Try it => Identify every line of the records that contains the string "positive" and copy each such line in full, treating uppercase and lowercase letters as different.

Data for review =>

========

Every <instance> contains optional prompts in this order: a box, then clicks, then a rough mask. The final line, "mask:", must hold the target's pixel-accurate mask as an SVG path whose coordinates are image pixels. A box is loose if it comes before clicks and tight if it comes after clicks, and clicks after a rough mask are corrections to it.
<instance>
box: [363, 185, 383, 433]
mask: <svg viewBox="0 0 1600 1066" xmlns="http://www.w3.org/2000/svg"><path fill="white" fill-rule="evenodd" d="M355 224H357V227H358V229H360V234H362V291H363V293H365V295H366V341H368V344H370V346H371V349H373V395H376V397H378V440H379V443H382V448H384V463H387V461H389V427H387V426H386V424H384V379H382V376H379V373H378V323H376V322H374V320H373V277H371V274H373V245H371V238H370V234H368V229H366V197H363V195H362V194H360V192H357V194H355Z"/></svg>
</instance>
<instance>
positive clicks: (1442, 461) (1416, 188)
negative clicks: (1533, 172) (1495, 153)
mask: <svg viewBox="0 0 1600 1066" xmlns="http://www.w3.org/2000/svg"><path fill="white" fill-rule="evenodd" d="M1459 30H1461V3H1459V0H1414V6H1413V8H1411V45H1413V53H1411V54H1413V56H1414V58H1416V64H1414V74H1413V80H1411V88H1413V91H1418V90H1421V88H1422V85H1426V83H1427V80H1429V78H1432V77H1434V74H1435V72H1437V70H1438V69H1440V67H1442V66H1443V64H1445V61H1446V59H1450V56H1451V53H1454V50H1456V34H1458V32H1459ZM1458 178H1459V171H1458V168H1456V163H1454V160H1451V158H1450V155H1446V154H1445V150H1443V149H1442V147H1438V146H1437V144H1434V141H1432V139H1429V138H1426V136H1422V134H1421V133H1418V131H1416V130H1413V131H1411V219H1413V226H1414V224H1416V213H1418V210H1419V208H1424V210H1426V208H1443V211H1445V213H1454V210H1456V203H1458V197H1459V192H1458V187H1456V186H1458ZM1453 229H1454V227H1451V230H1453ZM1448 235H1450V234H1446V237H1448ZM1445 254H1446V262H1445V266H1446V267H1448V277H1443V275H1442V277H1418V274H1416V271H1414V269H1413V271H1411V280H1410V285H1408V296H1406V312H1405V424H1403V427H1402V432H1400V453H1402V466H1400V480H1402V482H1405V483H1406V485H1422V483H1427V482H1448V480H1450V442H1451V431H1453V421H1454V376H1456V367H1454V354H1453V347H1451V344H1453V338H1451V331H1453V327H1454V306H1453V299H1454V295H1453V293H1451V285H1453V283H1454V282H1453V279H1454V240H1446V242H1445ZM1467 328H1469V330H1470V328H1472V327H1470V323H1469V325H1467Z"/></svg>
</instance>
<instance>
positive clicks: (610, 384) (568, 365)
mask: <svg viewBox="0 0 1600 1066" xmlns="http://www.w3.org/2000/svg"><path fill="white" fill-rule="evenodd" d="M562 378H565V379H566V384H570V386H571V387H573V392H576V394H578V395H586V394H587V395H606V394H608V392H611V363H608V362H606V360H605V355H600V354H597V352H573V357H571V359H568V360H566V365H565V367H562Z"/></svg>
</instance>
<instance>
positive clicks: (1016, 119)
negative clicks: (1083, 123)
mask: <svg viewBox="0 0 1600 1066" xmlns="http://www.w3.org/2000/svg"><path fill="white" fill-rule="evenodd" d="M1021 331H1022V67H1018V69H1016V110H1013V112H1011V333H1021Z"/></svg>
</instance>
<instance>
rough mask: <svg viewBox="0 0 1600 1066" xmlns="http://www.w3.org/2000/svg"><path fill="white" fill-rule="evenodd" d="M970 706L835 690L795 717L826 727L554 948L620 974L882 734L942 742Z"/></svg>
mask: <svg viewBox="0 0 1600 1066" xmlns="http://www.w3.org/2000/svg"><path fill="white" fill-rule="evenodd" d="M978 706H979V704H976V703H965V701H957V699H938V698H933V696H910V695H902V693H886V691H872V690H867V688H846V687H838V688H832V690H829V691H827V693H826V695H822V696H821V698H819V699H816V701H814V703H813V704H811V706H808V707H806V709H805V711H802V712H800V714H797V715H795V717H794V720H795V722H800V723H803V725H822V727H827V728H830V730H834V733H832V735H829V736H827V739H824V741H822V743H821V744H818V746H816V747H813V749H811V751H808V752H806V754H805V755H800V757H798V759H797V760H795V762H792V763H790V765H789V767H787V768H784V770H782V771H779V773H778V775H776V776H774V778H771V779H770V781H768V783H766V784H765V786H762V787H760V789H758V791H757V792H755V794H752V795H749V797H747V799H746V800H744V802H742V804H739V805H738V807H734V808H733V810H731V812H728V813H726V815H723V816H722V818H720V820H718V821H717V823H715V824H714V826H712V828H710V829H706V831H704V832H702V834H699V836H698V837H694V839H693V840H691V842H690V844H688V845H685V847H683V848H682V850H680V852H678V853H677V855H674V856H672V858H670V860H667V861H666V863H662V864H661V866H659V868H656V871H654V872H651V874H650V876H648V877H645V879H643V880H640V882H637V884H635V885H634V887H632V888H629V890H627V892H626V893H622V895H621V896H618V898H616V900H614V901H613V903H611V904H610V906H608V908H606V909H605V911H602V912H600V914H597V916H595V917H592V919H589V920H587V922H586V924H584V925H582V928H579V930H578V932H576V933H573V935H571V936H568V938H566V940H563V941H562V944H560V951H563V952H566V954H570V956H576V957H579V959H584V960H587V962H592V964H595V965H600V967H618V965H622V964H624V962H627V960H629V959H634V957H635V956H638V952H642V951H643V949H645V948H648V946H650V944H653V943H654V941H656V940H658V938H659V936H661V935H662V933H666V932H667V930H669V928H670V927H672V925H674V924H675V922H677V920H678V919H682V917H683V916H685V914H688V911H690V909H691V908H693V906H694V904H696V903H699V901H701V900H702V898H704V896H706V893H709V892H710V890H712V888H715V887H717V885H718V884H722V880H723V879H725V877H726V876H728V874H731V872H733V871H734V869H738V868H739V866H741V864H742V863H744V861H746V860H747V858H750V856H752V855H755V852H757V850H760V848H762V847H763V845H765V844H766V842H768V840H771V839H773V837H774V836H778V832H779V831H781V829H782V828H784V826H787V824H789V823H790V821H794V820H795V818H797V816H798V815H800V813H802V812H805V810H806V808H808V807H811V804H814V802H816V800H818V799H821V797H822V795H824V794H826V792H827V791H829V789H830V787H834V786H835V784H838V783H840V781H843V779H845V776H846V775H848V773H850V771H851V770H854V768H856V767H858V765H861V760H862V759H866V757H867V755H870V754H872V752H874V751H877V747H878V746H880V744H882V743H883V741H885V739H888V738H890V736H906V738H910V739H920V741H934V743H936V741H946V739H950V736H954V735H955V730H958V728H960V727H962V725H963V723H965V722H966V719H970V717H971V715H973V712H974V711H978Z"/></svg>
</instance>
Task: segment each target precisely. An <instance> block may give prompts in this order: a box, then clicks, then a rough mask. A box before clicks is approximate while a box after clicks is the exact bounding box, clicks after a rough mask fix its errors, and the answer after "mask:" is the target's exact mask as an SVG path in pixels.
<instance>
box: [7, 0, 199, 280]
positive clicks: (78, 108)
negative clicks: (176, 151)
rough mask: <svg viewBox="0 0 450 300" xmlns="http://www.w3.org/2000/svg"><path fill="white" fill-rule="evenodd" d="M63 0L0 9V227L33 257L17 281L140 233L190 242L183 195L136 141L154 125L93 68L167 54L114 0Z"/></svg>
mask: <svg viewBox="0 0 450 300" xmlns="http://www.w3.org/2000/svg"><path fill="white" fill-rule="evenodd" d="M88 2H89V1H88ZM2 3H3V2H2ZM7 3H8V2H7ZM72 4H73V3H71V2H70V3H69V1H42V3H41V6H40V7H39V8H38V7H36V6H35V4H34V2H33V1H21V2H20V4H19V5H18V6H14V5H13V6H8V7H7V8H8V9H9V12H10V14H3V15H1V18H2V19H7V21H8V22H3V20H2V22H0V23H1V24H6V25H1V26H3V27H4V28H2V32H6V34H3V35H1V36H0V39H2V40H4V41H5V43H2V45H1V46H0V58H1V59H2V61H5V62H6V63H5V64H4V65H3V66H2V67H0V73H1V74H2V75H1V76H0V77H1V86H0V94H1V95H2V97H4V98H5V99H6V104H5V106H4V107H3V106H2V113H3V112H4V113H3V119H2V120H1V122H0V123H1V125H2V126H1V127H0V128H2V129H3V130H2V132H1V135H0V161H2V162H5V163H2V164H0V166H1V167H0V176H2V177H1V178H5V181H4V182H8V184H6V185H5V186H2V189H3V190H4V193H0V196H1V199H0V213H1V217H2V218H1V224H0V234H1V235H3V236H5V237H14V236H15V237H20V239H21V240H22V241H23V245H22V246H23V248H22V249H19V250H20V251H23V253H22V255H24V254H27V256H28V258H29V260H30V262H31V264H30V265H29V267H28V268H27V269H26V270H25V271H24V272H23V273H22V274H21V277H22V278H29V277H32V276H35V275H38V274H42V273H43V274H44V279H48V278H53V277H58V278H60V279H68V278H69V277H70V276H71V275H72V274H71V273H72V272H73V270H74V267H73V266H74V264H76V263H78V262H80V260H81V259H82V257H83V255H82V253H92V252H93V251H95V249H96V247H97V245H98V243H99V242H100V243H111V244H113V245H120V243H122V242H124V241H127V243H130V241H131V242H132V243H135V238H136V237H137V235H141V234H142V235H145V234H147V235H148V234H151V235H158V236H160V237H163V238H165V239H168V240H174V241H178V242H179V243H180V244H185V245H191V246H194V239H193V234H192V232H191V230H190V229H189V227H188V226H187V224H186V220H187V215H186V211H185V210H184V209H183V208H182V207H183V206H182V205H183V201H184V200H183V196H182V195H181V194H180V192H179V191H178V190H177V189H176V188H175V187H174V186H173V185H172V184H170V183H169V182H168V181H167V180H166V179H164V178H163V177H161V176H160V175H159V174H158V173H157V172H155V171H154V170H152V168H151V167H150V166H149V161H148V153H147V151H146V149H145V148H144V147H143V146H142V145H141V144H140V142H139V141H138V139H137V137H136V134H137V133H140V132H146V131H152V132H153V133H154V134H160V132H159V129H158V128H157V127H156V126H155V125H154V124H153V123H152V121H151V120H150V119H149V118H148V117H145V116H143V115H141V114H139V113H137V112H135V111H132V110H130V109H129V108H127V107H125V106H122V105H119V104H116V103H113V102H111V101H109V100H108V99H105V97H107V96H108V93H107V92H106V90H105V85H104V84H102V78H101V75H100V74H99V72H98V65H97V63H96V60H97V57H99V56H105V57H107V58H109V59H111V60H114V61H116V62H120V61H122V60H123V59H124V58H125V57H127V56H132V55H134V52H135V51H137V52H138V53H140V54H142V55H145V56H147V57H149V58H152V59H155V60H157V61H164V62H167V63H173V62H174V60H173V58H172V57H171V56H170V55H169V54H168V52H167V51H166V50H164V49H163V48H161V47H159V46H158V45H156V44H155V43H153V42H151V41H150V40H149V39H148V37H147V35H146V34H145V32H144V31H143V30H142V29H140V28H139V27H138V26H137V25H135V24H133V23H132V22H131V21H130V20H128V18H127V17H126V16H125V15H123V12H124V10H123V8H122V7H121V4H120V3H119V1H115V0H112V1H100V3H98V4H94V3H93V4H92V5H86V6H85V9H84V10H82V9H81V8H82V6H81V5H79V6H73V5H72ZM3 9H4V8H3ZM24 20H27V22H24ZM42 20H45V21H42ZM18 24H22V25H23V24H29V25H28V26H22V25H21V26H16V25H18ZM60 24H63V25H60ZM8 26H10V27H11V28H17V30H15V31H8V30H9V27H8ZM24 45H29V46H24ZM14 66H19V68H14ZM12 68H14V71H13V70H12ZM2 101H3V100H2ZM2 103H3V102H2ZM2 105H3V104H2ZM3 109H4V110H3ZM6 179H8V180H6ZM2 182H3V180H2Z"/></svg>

========

Result below =>
positive clicks: (1442, 461) (1416, 188)
positive clicks: (610, 384) (568, 365)
positive clicks: (1016, 119)
positive clicks: (78, 108)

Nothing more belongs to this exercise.